[Items listed in a dataset]
··········

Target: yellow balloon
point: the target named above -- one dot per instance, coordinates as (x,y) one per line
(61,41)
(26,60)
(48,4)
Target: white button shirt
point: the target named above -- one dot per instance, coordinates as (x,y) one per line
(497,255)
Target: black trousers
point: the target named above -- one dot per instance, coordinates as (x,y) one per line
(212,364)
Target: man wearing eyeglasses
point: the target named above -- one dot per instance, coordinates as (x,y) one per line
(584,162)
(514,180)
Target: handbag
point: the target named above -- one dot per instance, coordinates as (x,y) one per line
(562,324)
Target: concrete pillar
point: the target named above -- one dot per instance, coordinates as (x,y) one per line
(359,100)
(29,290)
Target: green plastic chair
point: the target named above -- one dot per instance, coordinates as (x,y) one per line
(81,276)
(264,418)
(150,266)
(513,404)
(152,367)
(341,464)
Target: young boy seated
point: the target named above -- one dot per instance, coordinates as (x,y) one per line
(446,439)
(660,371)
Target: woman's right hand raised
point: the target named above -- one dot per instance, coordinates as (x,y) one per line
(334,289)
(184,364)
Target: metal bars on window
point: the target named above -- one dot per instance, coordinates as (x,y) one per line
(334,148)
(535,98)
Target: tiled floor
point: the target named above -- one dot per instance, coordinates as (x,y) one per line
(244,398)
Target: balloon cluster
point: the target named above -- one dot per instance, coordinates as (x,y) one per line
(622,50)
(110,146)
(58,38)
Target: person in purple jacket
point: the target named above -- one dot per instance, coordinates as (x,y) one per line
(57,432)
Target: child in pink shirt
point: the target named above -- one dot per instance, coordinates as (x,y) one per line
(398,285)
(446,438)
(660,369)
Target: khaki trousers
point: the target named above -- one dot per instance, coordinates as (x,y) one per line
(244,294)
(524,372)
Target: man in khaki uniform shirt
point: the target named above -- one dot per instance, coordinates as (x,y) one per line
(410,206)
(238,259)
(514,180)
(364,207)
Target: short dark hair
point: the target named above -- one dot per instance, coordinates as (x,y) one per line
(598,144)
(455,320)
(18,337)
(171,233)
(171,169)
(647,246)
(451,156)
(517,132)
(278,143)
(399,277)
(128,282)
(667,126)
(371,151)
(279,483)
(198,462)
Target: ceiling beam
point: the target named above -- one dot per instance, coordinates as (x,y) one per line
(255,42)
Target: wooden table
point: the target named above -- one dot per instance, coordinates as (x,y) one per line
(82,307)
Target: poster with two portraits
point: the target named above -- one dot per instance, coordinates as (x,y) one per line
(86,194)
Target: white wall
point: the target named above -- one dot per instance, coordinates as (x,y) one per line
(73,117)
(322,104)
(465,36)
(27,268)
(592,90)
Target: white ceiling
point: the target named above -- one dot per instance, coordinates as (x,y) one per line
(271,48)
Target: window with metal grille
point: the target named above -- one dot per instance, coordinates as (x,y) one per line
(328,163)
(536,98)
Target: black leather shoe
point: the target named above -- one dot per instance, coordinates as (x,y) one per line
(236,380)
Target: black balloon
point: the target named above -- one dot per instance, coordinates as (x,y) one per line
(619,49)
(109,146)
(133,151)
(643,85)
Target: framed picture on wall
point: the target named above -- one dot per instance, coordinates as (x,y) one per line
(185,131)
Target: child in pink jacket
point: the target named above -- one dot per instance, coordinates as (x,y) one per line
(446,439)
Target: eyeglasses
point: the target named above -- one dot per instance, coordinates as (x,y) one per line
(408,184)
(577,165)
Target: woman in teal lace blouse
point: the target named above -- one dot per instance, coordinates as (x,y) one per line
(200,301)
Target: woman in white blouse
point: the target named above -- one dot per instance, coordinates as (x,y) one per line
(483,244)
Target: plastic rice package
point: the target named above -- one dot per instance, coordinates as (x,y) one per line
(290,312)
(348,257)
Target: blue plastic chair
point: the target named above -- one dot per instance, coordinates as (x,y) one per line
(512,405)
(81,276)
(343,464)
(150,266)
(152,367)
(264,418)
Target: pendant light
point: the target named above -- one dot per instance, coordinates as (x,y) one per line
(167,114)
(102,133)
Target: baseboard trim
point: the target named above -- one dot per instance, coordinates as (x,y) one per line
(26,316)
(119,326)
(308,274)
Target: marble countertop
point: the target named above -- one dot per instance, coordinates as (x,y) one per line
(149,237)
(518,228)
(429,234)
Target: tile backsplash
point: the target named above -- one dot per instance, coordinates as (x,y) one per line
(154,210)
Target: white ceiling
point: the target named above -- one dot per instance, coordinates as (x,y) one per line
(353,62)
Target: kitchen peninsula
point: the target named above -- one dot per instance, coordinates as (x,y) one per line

··········

> **Work order**
Print all the records exactly as written.

> **Answer to the exercise**
Target: yellow balloon
point: the target named above -- one dot per instance, coordinates as (x,y) one per line
(61,41)
(26,60)
(48,4)
Target: white button shirt
point: the target named above -- one dot per instance, coordinates as (x,y) one per line
(497,255)
Target: black trousers
point: the target named above -- one dot per instance, coordinates as (x,y) one per line
(212,364)
Target: man wearing eyeglasses
point: the target named above -- one dot per instance, coordinates as (x,y) one per line
(584,162)
(514,180)
Target: handbag
point: the target named above -- one dot per instance, coordinates as (x,y) one per line
(562,324)
Target: concrete pillar
point: the target named above -- one dot per instance, coordinates as (x,y) one per line
(359,100)
(29,290)
Target: green plastic chair
point: the target named above -- one dot per instance, coordinates as (x,y) one per line
(81,276)
(264,418)
(150,266)
(513,404)
(152,367)
(341,464)
Target: young boy seated
point: the target named above -- one dot per instance, coordinates as (x,y) one per line
(446,439)
(660,371)
Target: woman's right hand raised
point: the target named above -- one dot per instance, coordinates as (x,y) one per line
(334,289)
(184,364)
Target: metal bars on window
point: the target named above -- one dot per instance, coordinates as (x,y) one per line
(334,148)
(535,98)
Target: tiled floor
point: the target named above -- one dot per instance, coordinates as (x,y) one per line
(244,398)
Target: balloon cluster
point: the target named above -- one dot per instance, coordinates as (x,y) one per line
(622,50)
(110,146)
(58,38)
Target: person in purple jacket
point: the target named above -- one dot per instance, coordinates as (x,y) one per line
(57,432)
Target: child in pink shirt
point: the target named above -- one dot per instance, coordinates as (x,y) one per line
(398,285)
(446,438)
(660,369)
Target: khaki trousers
point: the target named above -- one dot per instance, coordinates as (x,y) one per line
(244,294)
(524,372)
Target: man in khaki uniform shirt
point: the target named above -- one dot per instance, coordinates as (x,y) one per line
(410,206)
(238,259)
(514,180)
(364,207)
Target: short dark hair
point: the target named above -- one dot per instance, coordinates as (x,y) one per line
(598,144)
(455,320)
(18,337)
(171,233)
(171,169)
(647,246)
(451,156)
(517,132)
(278,143)
(399,277)
(128,282)
(667,126)
(371,151)
(279,483)
(198,462)
Target: ceiling beam
point: the target named above -- one dot per instance, coordinates as (x,y) one per line
(255,42)
Target: wooden table
point: the target named above -- one dot per instance, coordinates as (x,y) one per line
(82,307)
Target: poster with two portraits
point: the target named above -- one dot per instance, coordinates as (x,y) one per line
(86,194)
Target: white wall
point: the target named above -- one dot per instance, coordinates as (x,y) one per line
(73,117)
(322,104)
(465,36)
(27,268)
(592,90)
Target: white ceiling
point: the target named above -- one dot per instance, coordinates as (x,y) one per line
(271,48)
Target: window with metal grille
point: the target named above -- one dot per instance, coordinates as (x,y) one per line
(328,163)
(536,98)
Target: black leather shoe
point: the target named above -- one dot per instance, coordinates as (x,y) one per line
(236,380)
Target: black balloon
point: the target named above -- one dot per instance, coordinates as (x,y) one per line
(619,49)
(109,146)
(133,151)
(643,85)
Target: framed picture on wall
point: the target named above -- one dot per instance, coordinates as (x,y) one per line
(185,131)
Target: child in pink jacket
point: the target named above -- one dot per instance, coordinates as (x,y) one per line
(446,439)
Target: eyeglasses
point: the target named above -- one dot per instance, coordinates as (x,y) one per line
(408,184)
(577,165)
Target: woman in teal lace blouse
point: the target named above -- one dot per instance, coordinates as (x,y) one per line
(200,301)
Target: woman in white blouse
point: the target named above -- one dot per instance, coordinates as (x,y) one per line
(483,244)
Target: plastic rice package
point: the target named above -- one dot per instance, coordinates as (x,y) one per line
(290,312)
(348,257)
Target: blue plastic chair
point: the target named above -- one dot per instance, coordinates as (x,y) one per line
(512,405)
(81,276)
(343,464)
(150,266)
(152,367)
(264,418)
Target: pendant light
point: the target named above -- one dot per instance, coordinates as (x,y) one per line
(167,114)
(102,133)
Target: baseboard trim
point: the target named above -- one dot per instance, coordinates as (x,y) one per line
(26,316)
(119,326)
(308,274)
Target: marble countertop
point: the target named above -- one dot per instance, coordinates as (x,y) one per line
(149,237)
(518,228)
(429,234)
Target: tile backsplash
point: the target named above -- one dot per instance, coordinates as (x,y) one per line
(154,210)
Target: white ceiling
point: the target named above -- one dot per instance, coordinates as (x,y) one per line
(353,62)
Target: kitchen peninsula
point: the target named above -- one dot per instance, coordinates as (x,y) one per line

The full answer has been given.